=== How to complete this task ===
Restate every entry verbatim; drop the pictures.

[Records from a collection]

==================================================

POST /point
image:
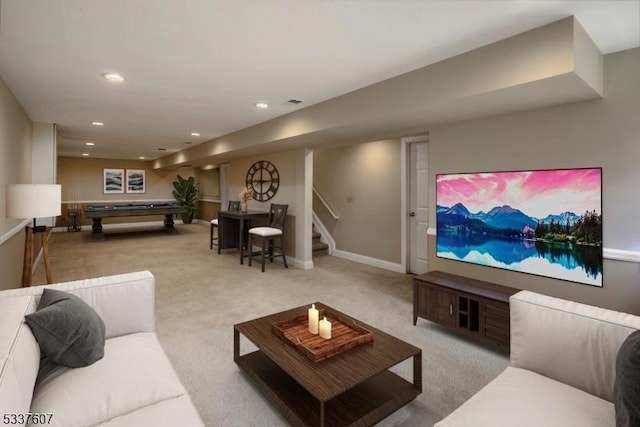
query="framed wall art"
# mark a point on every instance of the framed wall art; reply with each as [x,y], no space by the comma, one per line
[542,222]
[113,181]
[136,181]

==================================================

=== Answer for this exercise ===
POST /point
image:
query="framed wall art"
# mark a point on every instance of the framed wall art; reply with each as [x,y], no space by the comma, one per line
[542,222]
[113,181]
[136,181]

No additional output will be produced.